Source text
If you ask me, H hit rock bottom in Aug 2024 and has been reflecting. And over the last 45 days has been reaching out to the kids quite a bit. While on his 2 week adventure, with EA, a close childhood friend (who has always behaved like a teenager) and 8 others who are near strangers to him, H texted the kids multiple times a day. Sending pics of the waves, sunrise, and himself. I believe his 'happy look' may or may not be a facade. What a change from 2024 while the kids heard less from him the entire year as compared to the last 2 weeks. No text to me despite the sought intimacy on the day H left. Is H realizing his losses in a deeper way? Is H reconnecting? Hindsight will be 20/20.

Depression continues to consume H and it's obvious that his actions don't match his words. In October he shared his reflections and voiced some faults he saw in himself. How do I leave him out to dry like he did to me? Tit for tat isn't my style...but I can predict you telling me to not see it as tit for tat. Rather it's protecting me. Respecting me.

Working data
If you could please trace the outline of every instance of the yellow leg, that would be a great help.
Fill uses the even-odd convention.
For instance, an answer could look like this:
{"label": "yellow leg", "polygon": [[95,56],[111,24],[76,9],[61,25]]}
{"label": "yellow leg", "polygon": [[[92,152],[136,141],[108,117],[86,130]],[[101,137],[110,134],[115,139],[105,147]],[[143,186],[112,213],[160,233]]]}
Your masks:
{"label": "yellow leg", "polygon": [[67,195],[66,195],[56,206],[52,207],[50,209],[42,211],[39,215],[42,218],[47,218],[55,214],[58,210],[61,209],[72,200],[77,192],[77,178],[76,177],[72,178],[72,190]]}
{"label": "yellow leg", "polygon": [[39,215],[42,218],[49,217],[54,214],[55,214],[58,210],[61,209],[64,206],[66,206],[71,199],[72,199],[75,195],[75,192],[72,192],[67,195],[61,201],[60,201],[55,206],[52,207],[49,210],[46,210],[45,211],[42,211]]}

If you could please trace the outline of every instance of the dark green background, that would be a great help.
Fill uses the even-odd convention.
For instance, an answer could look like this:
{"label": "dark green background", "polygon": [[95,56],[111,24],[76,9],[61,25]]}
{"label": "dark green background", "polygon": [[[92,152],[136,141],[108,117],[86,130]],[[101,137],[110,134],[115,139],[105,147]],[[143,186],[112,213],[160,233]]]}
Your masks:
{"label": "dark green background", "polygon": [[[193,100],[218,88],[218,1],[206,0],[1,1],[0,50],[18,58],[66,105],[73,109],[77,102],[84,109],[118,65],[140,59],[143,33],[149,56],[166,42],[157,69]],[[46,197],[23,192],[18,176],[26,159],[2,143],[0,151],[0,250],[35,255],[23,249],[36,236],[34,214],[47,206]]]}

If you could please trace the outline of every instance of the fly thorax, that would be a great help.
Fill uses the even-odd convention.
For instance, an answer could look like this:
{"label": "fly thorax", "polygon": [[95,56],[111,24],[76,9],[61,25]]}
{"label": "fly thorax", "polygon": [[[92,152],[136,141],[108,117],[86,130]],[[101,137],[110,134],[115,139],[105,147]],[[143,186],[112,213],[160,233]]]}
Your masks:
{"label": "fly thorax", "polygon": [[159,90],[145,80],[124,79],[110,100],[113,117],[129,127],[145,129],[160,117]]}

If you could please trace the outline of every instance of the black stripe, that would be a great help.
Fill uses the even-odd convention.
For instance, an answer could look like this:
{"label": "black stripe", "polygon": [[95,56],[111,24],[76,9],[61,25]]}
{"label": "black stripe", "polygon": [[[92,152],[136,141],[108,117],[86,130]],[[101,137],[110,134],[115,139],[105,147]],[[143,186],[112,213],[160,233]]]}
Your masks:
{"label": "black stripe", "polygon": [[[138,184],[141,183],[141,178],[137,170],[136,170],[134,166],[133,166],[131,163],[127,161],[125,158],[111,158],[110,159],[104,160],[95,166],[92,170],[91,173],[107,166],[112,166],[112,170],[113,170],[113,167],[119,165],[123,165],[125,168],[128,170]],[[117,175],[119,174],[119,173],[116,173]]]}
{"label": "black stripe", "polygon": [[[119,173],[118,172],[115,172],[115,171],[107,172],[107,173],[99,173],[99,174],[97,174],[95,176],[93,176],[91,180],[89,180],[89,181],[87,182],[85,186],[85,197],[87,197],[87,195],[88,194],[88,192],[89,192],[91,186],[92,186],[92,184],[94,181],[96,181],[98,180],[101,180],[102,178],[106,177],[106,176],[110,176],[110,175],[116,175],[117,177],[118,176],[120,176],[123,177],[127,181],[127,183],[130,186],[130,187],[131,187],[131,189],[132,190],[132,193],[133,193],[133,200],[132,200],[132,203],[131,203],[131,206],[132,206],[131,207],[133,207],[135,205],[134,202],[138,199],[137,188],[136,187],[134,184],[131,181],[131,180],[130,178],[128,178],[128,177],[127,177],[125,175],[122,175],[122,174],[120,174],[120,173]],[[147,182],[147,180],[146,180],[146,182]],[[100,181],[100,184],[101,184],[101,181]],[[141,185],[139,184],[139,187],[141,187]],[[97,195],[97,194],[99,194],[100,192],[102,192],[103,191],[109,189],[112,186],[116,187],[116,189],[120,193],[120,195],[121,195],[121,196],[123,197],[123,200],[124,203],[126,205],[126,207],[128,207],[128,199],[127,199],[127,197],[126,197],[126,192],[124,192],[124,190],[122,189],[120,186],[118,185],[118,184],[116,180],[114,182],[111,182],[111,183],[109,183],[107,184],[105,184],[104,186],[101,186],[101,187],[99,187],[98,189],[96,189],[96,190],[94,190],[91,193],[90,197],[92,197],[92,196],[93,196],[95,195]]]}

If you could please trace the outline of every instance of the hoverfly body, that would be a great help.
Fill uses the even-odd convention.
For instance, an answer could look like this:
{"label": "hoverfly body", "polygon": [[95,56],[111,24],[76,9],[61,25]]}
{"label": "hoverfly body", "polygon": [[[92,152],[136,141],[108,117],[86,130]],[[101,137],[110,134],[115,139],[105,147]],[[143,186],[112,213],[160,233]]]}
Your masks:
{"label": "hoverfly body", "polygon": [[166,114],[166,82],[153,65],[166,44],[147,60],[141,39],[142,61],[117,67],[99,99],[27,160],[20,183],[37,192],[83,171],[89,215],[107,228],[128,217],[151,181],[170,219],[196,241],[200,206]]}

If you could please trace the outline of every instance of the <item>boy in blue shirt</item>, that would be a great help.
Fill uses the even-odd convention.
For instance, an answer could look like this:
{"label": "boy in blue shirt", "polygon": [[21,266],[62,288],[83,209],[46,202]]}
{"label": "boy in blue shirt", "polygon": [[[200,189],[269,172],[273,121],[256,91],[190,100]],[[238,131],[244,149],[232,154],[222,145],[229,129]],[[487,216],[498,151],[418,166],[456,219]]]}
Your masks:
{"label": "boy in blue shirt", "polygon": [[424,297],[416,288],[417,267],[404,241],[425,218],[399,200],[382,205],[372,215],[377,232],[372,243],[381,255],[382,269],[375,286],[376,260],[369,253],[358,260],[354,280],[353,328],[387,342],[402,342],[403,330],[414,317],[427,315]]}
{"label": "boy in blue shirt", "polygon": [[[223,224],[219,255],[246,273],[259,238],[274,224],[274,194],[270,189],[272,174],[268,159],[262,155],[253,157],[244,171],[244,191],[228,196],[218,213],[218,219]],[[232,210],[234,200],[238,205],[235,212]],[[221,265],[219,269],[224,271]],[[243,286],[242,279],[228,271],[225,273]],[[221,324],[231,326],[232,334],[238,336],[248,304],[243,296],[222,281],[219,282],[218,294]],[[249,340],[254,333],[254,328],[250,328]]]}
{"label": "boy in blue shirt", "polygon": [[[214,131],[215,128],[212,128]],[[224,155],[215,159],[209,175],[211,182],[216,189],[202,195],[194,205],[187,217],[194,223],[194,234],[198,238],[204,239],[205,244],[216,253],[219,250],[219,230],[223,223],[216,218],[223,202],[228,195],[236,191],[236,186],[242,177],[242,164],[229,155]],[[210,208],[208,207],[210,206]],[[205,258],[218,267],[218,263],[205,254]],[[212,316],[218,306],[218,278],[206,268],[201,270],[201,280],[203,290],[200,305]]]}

Set tasks
A) Answer these questions about the passage about H, each on its own line marked (i), (ii) or (iii):
(i) In what month and year did H hit rock bottom?
(ii) How long did H's adventure last?
(iii) In what month did H share his reflections and voice some faults he saw in himself?
B) How many lines of the records contain the word "yellow"? Reply with only the number.

Worked solutions
A)
(i) August 2024
(ii) 2 weeks
(iii) October

B) 5